Brief A: In the given passage, what may management recommend if a target business requests it?

Our Management does not have the capacity to conduct exhaustive due diligence of
a target business as might be undertaken by a venture capital fund or similar
institution. As a result, management may elect to merge with a target business
which has one or more undiscovered shortcomings and may, if given the choice to
select among target businesses, fail to enter into an agreement with the most
investment-worthy target business.

Following a business combination we may benefit from the services of others in
regard to accounting, legal services, underwritings and corporate public
relations. If requested by a target business, management may recommend one or
more underwriters, financial advisors, accountants, public relations firms or
other consultants to provide such services.
                                       11
<PAGE>

A potential target business may have an agreement with a consultant or advisor,
providing that services of the consultant or advisor be continued after any
business combination. Additionally, a target business may be presented to us
only on the condition that the services of a consultant or advisor are continued
after a merger or acquisition. Such pre-existing agreements of target businesses
for the continuation of the services of attorneys, accountants, advisors or
consultants could be a factor in the selection of a target business.

In implementing a structure for a particular business acquisition, we may become
a party to a merger, consolidation, reorganization, joint venture, or licensing
agreement with another corporation or entity. We may also acquire stock or
assets of an existing business. On the consummation of a transaction, our
present management and stockholders may no longer control the Company. In
addition, it is likely that our officers and directors will, as part of the
terms of the acquisition transaction, appoint one or more new officers and
directors.

Point labeling examples
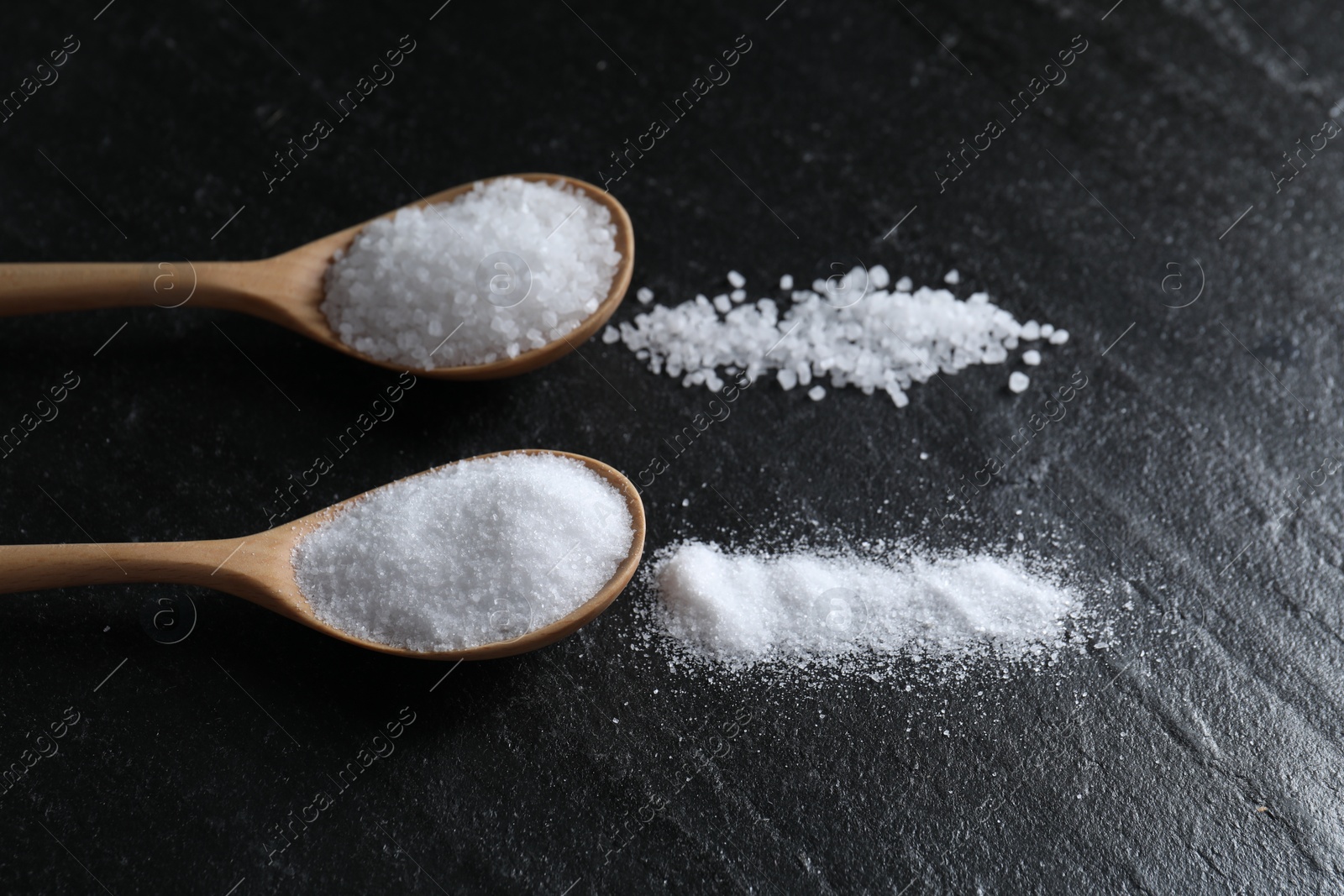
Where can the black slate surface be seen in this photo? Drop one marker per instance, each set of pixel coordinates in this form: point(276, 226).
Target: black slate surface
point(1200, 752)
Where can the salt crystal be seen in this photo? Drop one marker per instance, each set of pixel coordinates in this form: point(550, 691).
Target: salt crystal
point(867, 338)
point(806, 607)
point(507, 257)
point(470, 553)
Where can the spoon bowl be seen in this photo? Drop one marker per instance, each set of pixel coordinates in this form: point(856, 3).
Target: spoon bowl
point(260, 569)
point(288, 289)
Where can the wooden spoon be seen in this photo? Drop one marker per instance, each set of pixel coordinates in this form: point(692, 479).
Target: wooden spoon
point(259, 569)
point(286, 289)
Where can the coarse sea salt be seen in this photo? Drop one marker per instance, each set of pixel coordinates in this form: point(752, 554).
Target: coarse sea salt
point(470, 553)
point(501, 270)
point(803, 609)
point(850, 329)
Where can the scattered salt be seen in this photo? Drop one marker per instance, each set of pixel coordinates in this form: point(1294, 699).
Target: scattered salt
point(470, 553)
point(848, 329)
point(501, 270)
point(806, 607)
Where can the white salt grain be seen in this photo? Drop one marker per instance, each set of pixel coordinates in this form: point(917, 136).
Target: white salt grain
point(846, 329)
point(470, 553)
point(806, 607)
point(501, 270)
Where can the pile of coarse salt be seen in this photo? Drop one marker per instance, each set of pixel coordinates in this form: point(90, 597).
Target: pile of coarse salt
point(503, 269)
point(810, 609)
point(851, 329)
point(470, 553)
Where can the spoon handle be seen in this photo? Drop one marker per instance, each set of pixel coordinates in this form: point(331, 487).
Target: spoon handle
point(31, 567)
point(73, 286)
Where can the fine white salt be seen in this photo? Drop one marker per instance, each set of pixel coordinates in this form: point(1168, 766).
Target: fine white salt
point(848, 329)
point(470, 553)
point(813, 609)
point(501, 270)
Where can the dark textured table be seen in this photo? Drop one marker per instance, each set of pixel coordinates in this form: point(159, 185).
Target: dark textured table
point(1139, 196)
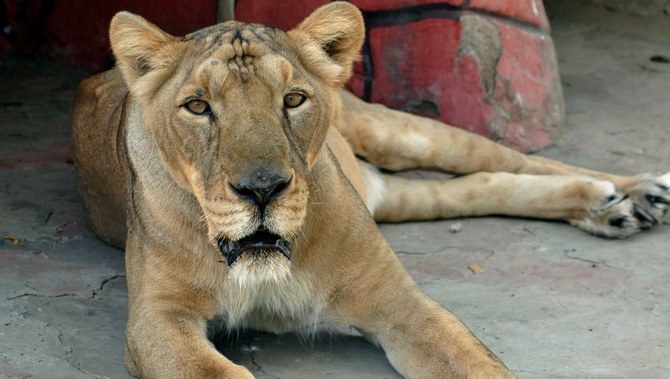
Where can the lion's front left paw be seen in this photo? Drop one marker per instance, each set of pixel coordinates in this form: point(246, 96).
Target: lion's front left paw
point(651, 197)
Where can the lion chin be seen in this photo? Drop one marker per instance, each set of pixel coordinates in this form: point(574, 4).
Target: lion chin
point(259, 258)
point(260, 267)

Brief B: Please write out the listing again, starting with the line containing "Where can the lion's" and going on through the end of the listing, swapping in "pin" for each "marker" and leaving everything else unchanged.

Written answer A: One or more underwriters, financial advisors, accountants, public relations firms or other consultants.

Written answer B:
Where can the lion's front left paw be seen in this photo? Drop one pin per instance, each set of pixel coordinates in this form: point(246, 96).
Target: lion's front left paw
point(651, 197)
Where can the lion chin be seen in this photo? Drop one pin per instance, each set of pixel coordinates in this form: point(574, 4).
Target: lion chin
point(259, 258)
point(260, 267)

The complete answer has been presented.